__Supplied information__.

>> begin

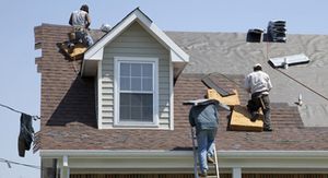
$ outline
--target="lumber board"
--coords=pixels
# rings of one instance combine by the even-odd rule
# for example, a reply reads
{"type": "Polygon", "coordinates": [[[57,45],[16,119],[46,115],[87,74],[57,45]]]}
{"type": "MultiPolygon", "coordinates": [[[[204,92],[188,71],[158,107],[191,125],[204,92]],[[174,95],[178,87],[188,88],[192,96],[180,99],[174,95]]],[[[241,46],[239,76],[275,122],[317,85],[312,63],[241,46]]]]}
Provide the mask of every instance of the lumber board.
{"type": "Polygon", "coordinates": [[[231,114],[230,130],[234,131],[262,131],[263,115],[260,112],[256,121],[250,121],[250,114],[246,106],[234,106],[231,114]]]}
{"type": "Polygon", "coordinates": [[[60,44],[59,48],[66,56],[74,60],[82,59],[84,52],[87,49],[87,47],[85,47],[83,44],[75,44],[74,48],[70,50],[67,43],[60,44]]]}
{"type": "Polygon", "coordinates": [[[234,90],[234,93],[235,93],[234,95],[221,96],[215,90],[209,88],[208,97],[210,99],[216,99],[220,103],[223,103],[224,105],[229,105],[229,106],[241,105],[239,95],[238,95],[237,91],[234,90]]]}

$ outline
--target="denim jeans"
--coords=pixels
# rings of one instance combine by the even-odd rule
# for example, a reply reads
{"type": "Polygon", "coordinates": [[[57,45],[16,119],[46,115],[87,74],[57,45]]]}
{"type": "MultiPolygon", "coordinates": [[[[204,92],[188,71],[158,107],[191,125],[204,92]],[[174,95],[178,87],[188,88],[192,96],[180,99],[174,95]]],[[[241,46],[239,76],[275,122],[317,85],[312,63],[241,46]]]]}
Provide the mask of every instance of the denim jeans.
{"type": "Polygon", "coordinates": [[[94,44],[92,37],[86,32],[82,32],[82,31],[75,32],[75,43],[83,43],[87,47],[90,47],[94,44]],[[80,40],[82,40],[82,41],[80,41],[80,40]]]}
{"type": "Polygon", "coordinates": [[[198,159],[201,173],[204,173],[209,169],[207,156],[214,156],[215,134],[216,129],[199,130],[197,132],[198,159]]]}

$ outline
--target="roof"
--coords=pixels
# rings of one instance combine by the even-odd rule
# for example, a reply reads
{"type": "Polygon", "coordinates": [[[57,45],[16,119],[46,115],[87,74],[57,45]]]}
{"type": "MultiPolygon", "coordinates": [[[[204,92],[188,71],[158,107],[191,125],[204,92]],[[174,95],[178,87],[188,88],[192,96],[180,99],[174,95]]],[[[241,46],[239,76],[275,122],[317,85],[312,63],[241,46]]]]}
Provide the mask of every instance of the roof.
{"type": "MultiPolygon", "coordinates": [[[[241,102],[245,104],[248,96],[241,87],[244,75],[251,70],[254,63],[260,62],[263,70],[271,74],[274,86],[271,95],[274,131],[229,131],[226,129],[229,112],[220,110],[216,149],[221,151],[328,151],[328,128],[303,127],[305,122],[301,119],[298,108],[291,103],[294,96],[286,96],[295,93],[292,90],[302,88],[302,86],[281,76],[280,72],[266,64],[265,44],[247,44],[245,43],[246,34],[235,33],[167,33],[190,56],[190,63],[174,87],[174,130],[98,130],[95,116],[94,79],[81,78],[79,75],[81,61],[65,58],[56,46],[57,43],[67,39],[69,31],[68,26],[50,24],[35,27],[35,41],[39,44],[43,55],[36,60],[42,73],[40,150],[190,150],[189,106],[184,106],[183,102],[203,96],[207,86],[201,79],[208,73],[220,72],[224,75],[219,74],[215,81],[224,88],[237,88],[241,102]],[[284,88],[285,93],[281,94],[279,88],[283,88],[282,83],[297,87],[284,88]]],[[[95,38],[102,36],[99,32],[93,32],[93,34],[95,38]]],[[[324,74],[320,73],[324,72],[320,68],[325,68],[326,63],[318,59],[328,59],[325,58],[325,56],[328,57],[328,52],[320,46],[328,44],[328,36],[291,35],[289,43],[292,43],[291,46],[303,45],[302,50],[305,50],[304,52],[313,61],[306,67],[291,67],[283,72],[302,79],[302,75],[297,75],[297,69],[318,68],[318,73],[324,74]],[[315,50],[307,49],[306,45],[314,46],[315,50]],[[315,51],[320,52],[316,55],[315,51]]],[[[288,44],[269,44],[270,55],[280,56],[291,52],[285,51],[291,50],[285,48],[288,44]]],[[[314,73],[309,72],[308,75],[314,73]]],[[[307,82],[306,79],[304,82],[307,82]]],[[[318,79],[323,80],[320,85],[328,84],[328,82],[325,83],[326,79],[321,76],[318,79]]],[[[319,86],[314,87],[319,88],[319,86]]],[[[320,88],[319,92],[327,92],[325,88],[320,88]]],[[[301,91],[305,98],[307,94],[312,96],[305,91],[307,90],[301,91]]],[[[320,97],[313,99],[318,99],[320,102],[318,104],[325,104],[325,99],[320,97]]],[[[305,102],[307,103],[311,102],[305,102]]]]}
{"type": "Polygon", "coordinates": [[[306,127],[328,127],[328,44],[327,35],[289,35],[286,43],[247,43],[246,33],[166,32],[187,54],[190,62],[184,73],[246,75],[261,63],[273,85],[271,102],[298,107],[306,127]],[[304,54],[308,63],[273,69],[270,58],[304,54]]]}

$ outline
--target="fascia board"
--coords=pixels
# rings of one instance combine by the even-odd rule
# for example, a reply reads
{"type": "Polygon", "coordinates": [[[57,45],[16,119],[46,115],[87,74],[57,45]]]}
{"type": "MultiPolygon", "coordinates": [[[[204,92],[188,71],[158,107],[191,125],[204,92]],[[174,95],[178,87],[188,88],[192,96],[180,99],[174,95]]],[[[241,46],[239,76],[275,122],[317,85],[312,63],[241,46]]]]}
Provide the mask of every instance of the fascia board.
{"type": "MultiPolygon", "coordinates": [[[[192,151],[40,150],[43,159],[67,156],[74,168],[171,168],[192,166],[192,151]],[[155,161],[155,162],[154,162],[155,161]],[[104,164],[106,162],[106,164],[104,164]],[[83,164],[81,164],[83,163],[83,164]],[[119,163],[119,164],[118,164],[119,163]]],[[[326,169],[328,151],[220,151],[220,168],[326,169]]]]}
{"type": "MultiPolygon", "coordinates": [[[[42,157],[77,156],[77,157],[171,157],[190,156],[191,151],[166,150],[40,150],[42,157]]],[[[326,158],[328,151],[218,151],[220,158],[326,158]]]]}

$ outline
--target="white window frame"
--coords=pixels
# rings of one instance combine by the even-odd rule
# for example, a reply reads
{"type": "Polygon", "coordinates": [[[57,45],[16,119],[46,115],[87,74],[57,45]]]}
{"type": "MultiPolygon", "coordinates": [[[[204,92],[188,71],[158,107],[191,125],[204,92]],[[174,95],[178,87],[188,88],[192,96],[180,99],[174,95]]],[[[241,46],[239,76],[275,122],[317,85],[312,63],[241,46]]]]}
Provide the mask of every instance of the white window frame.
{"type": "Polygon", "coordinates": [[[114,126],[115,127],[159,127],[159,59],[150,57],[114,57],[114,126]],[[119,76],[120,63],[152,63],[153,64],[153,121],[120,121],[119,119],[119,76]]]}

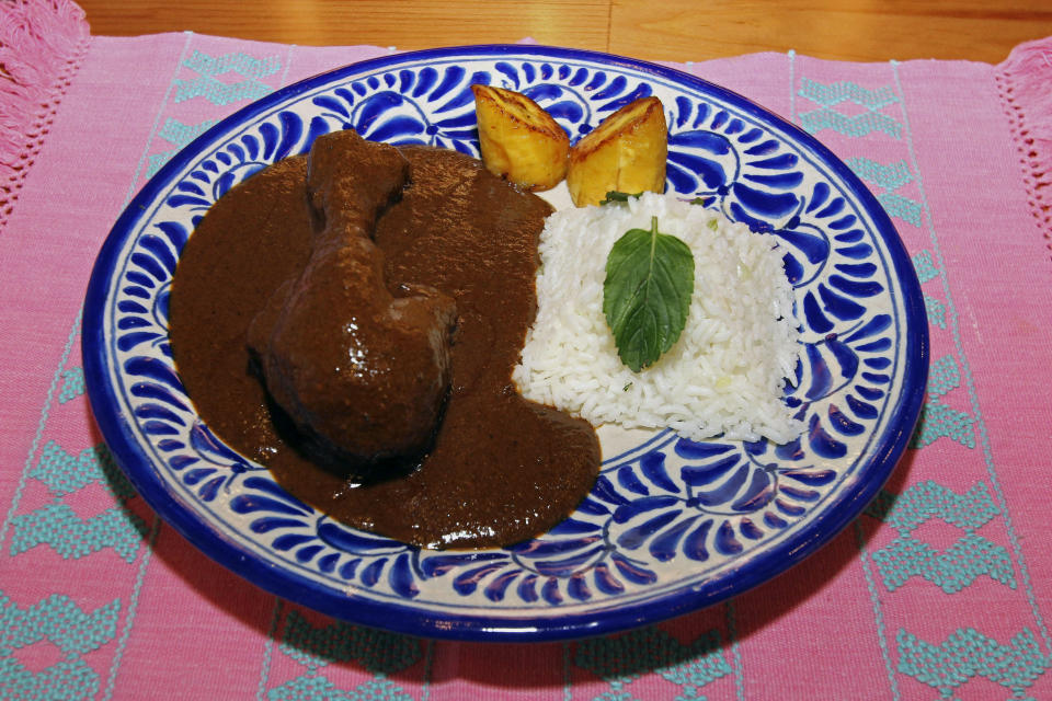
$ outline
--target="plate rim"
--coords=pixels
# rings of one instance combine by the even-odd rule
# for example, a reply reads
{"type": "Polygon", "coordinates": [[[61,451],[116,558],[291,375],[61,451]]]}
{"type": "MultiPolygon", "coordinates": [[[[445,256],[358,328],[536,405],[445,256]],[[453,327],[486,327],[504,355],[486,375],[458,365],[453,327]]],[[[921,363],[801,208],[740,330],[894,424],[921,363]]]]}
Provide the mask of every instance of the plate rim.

>> end

__Given request__.
Gather and copy out every line above that contains the word "jeans".

__Output__.
--target="denim jeans"
Provide the mask of every instance of the denim jeans.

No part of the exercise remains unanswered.